● Work to complete:
Count the lines in the records below that contain the string "tracery", matching case exactly, and give only the number.

::: Extracted data

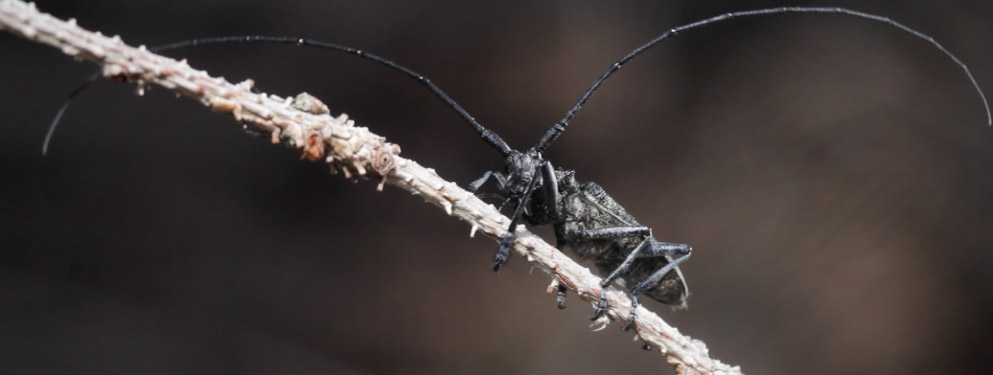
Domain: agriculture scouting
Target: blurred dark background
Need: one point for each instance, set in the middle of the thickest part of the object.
(833, 175)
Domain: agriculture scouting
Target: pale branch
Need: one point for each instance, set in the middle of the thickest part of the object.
(304, 123)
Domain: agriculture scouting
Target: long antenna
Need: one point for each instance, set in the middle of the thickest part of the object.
(489, 136)
(556, 129)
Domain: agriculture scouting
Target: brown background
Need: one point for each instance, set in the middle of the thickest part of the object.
(833, 175)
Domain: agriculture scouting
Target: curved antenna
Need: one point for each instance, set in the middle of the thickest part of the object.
(489, 136)
(62, 110)
(556, 129)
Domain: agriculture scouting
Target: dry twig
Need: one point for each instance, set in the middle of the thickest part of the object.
(304, 123)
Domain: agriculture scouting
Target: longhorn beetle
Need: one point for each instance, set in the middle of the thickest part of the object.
(583, 215)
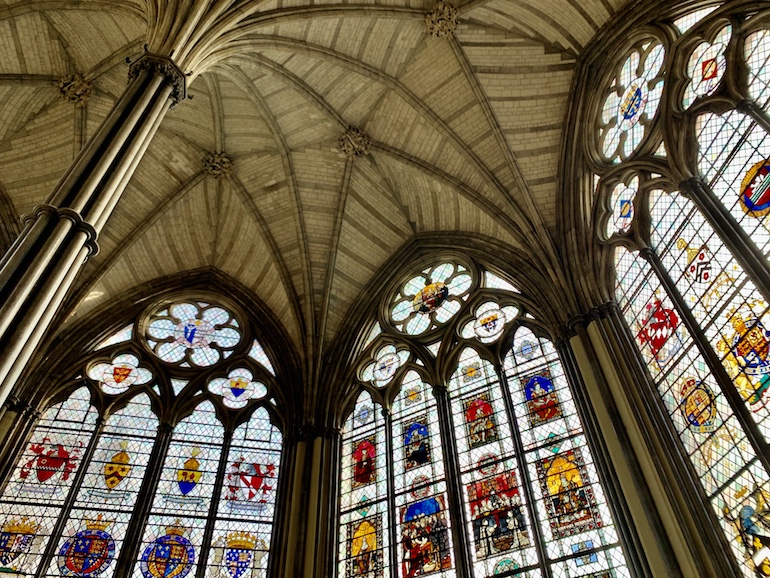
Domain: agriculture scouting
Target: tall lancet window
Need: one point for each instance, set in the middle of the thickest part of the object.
(683, 206)
(158, 457)
(463, 452)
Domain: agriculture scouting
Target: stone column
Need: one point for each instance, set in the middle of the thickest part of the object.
(665, 502)
(59, 236)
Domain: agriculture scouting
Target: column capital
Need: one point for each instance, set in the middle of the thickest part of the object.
(164, 66)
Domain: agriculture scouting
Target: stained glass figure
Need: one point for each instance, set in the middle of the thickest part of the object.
(499, 524)
(480, 420)
(425, 537)
(363, 534)
(363, 547)
(542, 399)
(416, 444)
(364, 461)
(499, 485)
(704, 420)
(569, 500)
(246, 510)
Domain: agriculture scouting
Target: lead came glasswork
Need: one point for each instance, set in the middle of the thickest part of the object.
(32, 500)
(499, 488)
(632, 101)
(363, 536)
(91, 503)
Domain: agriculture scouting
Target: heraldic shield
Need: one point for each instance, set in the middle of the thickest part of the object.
(239, 552)
(169, 556)
(16, 540)
(189, 476)
(89, 552)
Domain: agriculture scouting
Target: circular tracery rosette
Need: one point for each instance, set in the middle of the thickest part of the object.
(489, 323)
(193, 334)
(431, 298)
(237, 388)
(706, 67)
(117, 376)
(632, 102)
(385, 365)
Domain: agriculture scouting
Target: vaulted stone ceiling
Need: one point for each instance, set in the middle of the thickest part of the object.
(465, 136)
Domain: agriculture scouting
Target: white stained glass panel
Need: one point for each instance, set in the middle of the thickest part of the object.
(495, 502)
(183, 498)
(42, 479)
(715, 441)
(757, 52)
(732, 158)
(723, 300)
(105, 501)
(574, 517)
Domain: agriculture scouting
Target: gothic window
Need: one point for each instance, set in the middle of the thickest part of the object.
(464, 447)
(698, 317)
(162, 458)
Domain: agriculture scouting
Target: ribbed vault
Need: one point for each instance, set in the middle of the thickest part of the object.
(465, 136)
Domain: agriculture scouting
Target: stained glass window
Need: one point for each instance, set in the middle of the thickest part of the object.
(494, 458)
(208, 485)
(32, 501)
(632, 102)
(699, 319)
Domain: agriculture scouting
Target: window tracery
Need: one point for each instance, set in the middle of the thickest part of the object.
(697, 315)
(164, 461)
(487, 468)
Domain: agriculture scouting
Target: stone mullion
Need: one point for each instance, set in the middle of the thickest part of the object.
(755, 437)
(15, 440)
(527, 485)
(216, 496)
(37, 273)
(616, 503)
(392, 552)
(688, 496)
(276, 565)
(331, 490)
(463, 555)
(132, 541)
(739, 243)
(64, 512)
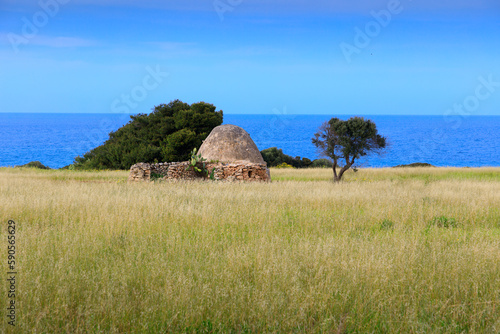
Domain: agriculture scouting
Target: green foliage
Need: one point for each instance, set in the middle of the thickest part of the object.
(169, 133)
(347, 141)
(35, 164)
(197, 163)
(274, 157)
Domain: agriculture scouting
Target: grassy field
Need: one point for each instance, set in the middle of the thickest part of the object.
(386, 251)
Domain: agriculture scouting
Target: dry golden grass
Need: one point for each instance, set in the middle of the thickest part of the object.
(300, 254)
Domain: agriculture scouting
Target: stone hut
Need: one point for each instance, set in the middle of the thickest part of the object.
(230, 143)
(230, 155)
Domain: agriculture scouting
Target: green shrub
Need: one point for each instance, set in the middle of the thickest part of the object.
(168, 134)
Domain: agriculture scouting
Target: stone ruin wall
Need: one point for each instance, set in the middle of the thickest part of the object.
(182, 171)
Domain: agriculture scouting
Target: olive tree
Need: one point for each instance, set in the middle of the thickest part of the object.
(346, 141)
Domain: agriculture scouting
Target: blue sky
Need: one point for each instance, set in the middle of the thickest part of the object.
(251, 56)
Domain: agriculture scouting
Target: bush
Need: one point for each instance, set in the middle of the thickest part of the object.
(168, 134)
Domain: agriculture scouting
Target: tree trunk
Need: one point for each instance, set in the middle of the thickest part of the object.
(338, 177)
(335, 176)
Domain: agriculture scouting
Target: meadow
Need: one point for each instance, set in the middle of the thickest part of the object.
(389, 250)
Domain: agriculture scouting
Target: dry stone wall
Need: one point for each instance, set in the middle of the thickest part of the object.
(182, 171)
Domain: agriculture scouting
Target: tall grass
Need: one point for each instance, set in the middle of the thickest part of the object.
(300, 254)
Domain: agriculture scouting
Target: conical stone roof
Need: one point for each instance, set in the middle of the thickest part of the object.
(230, 143)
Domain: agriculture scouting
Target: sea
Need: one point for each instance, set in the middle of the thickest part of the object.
(460, 141)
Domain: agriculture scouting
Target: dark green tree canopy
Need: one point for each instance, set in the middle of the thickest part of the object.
(346, 141)
(169, 133)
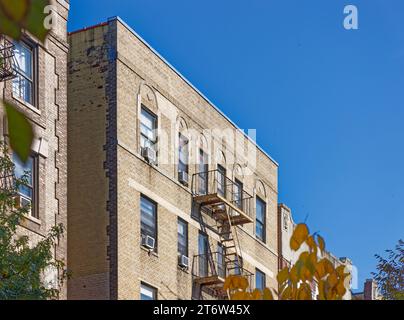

::::::

● Response to this task:
2